## Exercise task
Copy the records from their start through the line containing "[[[212,530],[632,528],[480,401],[390,393],[324,433]]]", keeping every line and shifting each polygon coordinate by adding 109 to it. Leave the pictures out.

## Extracted information

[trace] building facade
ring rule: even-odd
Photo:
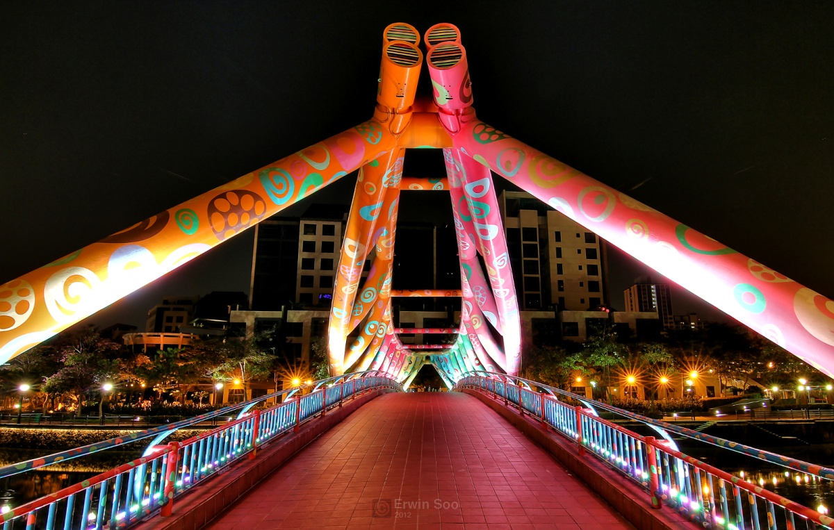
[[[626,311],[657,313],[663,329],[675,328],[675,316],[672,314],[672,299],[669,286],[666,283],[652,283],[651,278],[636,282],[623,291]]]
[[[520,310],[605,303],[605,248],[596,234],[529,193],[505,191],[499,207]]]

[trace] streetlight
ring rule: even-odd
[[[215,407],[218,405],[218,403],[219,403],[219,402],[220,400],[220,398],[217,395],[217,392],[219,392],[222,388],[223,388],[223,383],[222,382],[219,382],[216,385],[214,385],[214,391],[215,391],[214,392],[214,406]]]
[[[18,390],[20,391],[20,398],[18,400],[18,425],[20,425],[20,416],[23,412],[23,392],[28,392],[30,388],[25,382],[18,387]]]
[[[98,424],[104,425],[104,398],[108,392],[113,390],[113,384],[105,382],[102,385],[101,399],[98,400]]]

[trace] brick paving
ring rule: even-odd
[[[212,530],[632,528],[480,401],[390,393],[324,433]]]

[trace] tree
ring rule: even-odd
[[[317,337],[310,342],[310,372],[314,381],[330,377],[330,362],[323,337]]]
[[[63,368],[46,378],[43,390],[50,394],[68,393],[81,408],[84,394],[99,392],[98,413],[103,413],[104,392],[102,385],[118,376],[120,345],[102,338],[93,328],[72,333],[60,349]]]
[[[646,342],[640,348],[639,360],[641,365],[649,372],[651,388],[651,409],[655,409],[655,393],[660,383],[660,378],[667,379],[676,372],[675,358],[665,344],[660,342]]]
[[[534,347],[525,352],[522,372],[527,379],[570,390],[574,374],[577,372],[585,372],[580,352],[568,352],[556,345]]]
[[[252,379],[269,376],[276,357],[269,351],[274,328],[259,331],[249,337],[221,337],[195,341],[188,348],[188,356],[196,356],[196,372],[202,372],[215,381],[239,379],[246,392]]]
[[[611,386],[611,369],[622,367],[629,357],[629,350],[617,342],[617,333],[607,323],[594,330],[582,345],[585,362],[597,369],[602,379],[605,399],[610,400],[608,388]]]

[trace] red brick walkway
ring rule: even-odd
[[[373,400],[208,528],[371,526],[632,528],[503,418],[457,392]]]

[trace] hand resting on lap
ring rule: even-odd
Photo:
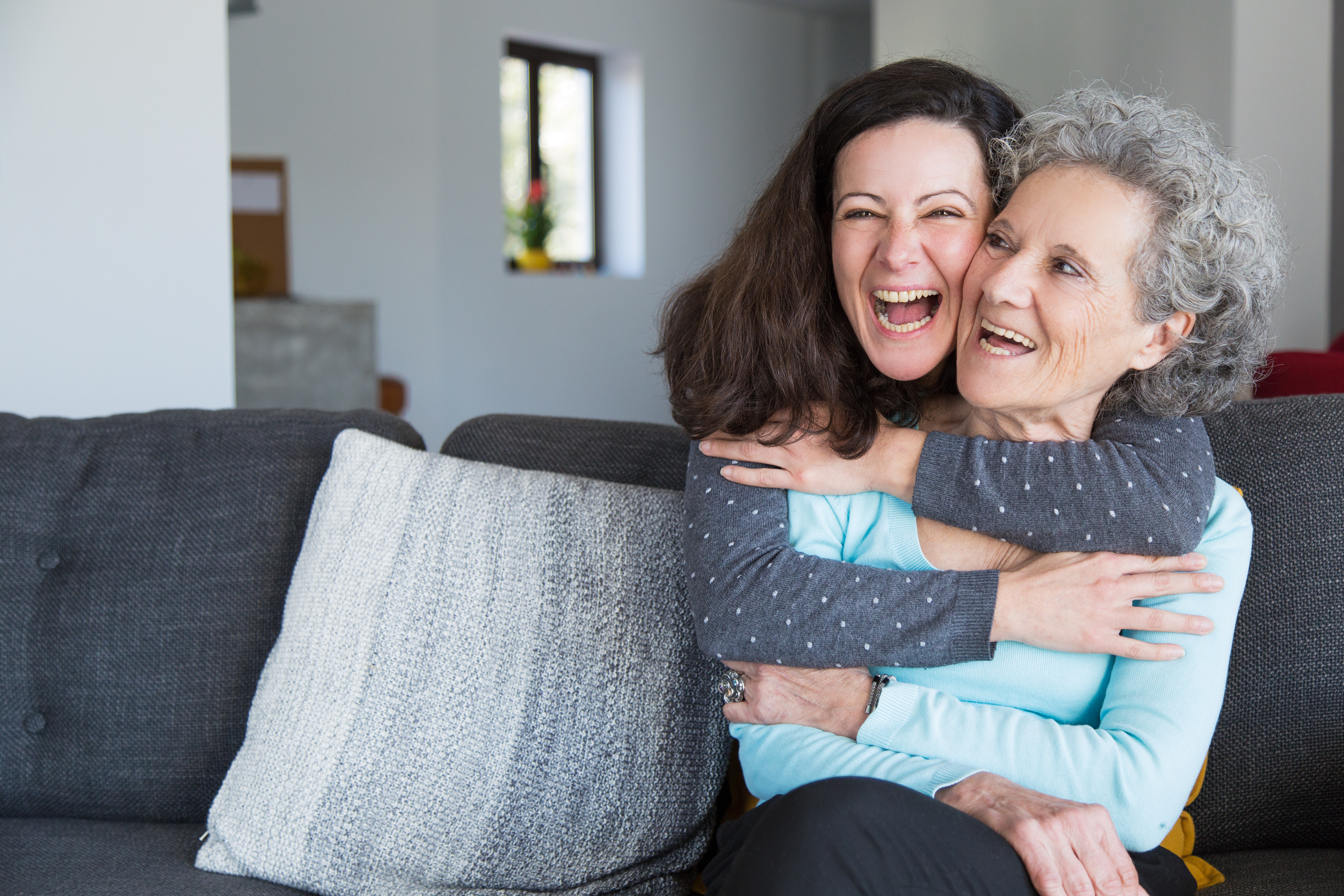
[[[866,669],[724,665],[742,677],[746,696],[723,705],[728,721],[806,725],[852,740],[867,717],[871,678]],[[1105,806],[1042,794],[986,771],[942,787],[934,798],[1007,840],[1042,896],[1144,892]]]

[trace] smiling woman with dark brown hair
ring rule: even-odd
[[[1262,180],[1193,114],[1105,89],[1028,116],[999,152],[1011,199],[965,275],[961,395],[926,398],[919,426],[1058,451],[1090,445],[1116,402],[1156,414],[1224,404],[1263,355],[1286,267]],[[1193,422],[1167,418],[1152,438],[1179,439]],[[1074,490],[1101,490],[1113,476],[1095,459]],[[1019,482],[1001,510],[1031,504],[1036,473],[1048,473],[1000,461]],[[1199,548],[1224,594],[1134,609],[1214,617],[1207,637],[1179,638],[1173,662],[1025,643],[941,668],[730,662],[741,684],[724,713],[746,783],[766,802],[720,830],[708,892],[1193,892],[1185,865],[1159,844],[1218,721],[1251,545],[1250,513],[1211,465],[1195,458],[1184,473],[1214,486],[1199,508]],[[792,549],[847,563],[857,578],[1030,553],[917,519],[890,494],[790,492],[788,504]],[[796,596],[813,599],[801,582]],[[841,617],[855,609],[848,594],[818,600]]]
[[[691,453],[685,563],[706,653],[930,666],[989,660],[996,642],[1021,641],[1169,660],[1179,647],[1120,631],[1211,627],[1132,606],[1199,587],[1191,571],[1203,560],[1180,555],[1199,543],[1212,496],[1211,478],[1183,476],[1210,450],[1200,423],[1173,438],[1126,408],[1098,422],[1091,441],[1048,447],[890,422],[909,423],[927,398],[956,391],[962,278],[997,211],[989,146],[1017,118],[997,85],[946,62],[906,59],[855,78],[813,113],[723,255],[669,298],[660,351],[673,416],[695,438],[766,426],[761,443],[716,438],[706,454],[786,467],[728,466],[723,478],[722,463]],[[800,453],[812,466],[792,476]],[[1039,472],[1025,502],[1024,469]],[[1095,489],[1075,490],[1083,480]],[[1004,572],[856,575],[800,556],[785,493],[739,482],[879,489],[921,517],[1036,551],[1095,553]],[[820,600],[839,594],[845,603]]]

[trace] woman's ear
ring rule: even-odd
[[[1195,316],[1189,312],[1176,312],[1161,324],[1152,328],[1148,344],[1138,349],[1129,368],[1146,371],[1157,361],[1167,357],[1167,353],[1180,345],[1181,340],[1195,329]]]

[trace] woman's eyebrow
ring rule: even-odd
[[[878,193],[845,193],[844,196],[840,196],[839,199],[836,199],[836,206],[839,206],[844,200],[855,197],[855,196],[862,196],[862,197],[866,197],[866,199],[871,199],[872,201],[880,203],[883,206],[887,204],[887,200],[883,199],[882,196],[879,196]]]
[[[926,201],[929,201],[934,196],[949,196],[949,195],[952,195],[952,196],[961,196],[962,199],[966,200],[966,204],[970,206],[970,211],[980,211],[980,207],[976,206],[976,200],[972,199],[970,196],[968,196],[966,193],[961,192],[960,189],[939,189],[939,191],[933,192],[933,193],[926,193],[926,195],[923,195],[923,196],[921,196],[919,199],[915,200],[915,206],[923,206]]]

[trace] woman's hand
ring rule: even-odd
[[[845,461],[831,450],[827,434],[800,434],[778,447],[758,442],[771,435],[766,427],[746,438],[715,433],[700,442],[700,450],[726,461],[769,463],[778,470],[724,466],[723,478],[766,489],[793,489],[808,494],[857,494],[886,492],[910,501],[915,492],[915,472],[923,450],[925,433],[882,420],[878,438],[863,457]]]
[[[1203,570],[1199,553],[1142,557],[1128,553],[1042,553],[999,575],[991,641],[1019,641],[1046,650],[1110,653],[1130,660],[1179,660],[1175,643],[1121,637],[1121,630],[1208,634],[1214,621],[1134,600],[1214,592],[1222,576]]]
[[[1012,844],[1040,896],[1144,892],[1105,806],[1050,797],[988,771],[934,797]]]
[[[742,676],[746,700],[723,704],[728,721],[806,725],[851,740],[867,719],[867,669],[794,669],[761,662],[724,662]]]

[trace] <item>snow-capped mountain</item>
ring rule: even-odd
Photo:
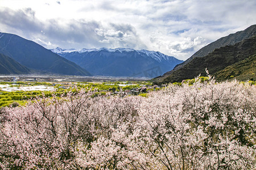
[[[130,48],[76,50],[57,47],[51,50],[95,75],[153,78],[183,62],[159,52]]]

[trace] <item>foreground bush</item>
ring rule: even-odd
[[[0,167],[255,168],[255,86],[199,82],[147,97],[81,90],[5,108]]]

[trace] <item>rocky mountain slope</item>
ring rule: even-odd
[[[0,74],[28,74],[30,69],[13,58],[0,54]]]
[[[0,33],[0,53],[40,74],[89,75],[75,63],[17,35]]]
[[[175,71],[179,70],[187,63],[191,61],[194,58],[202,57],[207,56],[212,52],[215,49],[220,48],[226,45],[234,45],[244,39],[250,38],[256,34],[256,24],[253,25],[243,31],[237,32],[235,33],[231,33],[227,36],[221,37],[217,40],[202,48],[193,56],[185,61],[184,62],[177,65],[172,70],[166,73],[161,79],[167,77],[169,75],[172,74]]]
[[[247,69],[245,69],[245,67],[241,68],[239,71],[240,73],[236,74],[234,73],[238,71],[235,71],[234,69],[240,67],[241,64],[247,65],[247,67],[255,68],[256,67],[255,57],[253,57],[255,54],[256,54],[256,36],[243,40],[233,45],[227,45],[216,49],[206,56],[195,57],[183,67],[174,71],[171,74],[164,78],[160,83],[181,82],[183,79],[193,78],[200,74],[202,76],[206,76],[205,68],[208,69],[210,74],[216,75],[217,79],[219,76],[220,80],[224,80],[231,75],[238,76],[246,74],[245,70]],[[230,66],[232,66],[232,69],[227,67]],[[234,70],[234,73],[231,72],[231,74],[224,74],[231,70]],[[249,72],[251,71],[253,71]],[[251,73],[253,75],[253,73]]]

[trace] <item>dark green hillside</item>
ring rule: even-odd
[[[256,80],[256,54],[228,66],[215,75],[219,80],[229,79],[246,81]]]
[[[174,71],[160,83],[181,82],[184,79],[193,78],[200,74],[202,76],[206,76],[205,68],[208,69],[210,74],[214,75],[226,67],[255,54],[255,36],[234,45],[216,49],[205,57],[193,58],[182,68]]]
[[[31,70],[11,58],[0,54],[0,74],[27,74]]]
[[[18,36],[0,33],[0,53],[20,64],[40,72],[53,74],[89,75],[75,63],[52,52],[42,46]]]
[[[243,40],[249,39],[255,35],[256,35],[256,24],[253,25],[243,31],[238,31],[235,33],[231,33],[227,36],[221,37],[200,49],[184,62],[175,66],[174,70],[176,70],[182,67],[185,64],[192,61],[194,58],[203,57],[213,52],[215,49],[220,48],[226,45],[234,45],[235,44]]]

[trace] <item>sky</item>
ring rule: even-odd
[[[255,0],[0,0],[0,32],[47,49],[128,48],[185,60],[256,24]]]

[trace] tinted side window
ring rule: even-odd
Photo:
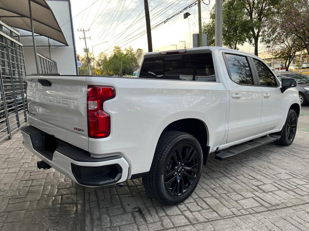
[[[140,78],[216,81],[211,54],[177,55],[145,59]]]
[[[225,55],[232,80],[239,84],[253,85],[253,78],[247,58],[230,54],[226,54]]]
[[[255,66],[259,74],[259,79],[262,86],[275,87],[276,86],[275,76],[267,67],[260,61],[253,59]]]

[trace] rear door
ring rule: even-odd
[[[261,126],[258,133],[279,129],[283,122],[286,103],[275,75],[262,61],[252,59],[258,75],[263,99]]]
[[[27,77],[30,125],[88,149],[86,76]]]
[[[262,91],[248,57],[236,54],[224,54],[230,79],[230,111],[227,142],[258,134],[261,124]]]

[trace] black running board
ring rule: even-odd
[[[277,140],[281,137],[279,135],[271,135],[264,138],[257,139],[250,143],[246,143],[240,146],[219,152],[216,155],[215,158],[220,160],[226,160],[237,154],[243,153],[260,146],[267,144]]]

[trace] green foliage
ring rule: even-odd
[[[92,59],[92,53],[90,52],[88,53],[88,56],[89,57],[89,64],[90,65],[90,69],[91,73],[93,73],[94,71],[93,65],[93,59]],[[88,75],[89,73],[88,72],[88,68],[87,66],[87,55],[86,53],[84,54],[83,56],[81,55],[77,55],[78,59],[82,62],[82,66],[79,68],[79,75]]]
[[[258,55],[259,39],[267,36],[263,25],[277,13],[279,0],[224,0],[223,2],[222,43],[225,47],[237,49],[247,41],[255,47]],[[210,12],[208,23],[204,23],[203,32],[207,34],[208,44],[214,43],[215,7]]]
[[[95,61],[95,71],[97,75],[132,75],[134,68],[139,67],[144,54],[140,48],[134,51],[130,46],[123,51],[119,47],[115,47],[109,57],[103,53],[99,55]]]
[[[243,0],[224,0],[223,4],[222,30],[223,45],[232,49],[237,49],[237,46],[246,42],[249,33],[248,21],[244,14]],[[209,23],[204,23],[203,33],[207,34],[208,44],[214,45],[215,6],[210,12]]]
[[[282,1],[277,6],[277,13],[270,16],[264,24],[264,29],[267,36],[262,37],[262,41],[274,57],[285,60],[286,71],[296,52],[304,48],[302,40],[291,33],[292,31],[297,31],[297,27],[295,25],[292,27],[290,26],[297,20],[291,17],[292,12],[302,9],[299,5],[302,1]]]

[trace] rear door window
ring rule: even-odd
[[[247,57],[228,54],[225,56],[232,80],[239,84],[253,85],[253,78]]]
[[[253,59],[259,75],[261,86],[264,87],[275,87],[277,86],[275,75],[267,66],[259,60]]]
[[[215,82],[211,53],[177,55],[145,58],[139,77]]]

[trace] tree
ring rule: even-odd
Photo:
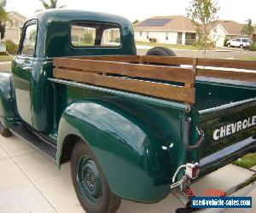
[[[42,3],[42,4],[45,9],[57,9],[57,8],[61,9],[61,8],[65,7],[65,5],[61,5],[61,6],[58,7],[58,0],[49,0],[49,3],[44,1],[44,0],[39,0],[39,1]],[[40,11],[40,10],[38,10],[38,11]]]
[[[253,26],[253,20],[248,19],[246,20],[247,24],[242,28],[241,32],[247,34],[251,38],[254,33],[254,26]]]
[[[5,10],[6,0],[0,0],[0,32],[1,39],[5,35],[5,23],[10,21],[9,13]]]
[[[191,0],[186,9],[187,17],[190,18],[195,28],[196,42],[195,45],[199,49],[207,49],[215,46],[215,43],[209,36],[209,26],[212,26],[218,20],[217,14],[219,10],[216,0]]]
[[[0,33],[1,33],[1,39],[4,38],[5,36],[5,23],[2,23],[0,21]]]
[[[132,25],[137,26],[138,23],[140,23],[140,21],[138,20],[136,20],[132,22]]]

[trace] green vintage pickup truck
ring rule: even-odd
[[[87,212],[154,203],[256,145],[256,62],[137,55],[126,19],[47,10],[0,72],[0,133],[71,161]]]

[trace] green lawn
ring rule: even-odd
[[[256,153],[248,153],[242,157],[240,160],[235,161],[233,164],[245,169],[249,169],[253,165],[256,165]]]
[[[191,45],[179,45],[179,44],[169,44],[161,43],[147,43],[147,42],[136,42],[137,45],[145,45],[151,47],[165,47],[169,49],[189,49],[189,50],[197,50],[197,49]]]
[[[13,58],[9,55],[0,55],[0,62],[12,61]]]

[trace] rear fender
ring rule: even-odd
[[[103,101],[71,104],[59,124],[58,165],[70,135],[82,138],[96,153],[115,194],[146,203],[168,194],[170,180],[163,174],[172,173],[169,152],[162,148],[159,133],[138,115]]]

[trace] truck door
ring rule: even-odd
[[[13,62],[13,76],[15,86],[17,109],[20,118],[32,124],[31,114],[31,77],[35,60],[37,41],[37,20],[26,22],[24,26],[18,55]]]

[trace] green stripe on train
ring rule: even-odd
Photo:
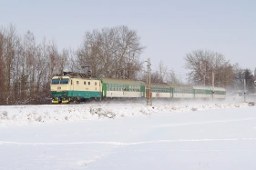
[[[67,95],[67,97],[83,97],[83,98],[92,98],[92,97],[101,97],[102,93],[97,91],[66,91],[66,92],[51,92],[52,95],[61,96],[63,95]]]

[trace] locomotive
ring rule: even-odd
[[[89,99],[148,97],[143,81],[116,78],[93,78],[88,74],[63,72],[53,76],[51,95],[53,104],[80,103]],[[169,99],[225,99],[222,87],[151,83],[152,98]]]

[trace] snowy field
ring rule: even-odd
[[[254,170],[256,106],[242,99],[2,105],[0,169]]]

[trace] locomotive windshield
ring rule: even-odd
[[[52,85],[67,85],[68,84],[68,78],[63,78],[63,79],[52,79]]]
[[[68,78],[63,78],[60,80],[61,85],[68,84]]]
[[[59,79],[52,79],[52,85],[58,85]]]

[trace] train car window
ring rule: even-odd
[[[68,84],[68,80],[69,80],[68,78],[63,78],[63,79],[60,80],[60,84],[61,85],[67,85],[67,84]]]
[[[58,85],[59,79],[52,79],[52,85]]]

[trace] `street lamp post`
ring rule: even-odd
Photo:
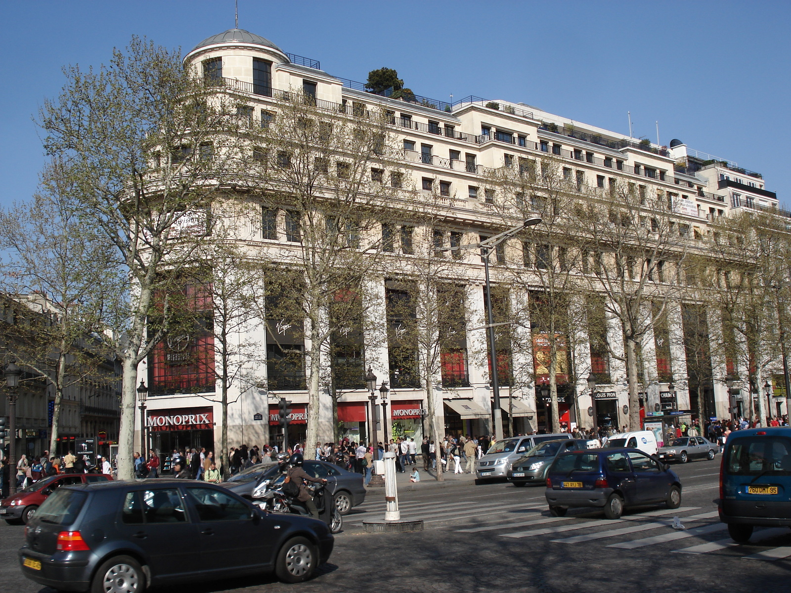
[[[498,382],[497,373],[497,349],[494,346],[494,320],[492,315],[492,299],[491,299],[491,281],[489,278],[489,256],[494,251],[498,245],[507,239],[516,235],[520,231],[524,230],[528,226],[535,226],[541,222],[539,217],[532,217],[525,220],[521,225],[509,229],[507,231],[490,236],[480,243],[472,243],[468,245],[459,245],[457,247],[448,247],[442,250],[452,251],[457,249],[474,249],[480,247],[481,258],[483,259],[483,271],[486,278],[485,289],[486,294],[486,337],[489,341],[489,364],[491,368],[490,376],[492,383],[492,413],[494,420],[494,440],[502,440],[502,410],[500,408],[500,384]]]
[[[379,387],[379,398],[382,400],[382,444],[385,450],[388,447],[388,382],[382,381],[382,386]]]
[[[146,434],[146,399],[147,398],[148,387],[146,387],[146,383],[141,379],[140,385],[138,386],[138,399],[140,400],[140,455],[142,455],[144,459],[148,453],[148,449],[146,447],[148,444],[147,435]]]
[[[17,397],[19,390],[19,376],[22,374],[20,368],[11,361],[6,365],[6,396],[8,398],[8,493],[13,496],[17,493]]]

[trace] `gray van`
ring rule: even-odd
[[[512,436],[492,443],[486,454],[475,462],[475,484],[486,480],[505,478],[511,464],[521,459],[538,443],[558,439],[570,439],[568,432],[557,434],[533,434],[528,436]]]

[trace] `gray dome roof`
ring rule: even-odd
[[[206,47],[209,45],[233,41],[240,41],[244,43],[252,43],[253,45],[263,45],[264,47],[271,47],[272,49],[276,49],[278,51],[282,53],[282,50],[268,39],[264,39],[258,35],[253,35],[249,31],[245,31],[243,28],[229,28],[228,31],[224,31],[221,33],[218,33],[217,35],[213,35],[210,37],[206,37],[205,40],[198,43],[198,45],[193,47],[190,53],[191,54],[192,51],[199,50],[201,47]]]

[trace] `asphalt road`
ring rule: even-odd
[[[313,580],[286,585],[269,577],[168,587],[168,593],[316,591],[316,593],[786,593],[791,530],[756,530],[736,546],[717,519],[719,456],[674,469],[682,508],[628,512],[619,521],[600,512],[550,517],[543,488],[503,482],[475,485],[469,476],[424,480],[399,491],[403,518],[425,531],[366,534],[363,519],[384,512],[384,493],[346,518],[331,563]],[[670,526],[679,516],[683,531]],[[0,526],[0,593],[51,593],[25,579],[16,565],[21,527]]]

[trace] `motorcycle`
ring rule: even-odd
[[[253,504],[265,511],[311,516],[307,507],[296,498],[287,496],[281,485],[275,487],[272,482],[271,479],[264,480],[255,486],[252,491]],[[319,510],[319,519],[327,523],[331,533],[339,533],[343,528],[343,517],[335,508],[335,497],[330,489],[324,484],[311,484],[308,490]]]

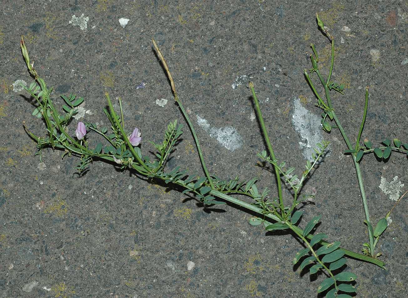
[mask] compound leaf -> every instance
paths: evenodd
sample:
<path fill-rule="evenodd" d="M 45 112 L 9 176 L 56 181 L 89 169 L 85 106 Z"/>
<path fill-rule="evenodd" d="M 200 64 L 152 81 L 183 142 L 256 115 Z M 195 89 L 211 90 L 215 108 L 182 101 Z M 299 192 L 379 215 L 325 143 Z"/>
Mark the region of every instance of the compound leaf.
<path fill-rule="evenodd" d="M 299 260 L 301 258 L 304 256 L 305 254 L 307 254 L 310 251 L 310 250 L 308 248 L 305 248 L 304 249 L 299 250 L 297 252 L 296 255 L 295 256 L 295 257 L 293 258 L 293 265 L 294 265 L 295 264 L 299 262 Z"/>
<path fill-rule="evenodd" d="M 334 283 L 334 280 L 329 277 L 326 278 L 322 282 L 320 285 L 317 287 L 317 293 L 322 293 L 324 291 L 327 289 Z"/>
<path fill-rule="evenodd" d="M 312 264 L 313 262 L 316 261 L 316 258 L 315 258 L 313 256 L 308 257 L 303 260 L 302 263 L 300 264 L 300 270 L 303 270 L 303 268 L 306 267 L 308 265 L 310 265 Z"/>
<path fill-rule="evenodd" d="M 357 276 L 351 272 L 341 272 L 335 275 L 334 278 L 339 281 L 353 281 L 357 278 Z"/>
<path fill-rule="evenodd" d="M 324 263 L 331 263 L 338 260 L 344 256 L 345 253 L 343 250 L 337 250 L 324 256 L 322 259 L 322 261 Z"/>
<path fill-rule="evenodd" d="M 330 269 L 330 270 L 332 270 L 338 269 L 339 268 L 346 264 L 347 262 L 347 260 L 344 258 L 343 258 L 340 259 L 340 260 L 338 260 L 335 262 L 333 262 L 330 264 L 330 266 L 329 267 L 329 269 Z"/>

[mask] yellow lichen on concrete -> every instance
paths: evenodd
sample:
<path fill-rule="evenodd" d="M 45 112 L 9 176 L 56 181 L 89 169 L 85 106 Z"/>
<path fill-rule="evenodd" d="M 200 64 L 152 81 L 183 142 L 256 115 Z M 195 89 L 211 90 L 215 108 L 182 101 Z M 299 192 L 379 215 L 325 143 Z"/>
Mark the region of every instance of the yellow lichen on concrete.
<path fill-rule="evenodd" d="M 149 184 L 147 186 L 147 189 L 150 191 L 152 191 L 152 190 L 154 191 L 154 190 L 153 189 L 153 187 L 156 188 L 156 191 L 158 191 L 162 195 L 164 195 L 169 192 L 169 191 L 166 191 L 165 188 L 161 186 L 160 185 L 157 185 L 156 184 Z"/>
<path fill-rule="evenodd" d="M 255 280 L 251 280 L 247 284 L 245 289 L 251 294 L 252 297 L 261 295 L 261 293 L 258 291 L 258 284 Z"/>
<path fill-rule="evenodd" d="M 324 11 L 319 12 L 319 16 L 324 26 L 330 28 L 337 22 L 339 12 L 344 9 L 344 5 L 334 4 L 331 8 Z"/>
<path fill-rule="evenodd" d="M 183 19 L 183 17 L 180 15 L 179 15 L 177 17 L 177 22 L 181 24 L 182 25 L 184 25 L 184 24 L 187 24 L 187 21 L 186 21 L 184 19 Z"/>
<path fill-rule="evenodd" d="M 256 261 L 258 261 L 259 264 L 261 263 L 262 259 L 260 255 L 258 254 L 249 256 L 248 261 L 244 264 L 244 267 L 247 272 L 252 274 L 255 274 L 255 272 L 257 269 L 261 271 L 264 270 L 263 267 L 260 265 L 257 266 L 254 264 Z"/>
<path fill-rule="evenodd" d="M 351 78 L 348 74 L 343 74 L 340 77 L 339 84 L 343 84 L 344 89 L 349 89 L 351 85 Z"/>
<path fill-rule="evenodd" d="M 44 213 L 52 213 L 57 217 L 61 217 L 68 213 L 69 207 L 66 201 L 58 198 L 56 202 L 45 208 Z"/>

## Answer to this problem
[trace] building facade
ring rule: even-odd
Photo:
[[[735,420],[766,422],[772,438],[784,437],[784,425],[781,423],[781,408],[778,395],[775,392],[761,392],[760,387],[745,391],[732,400]]]
[[[629,419],[714,412],[714,357],[705,343],[638,302],[614,300],[608,316]]]

[trace] streetlight
ring rule: even-odd
[[[324,516],[327,514],[327,512],[328,512],[328,511],[329,509],[329,507],[326,504],[326,501],[328,501],[331,497],[332,497],[332,492],[331,491],[328,491],[325,494],[323,494],[323,500],[324,500],[323,501],[323,515]]]
[[[127,499],[129,500],[129,507],[127,509],[127,534],[129,534],[129,525],[132,521],[132,501],[137,501],[139,497],[134,491],[127,496]]]
[[[207,533],[213,534],[213,507],[217,501],[222,499],[222,493],[214,491],[211,494],[210,508],[207,509]]]

[trace] brick paving
ring rule: even-odd
[[[321,639],[741,637],[589,510],[499,502],[433,542]]]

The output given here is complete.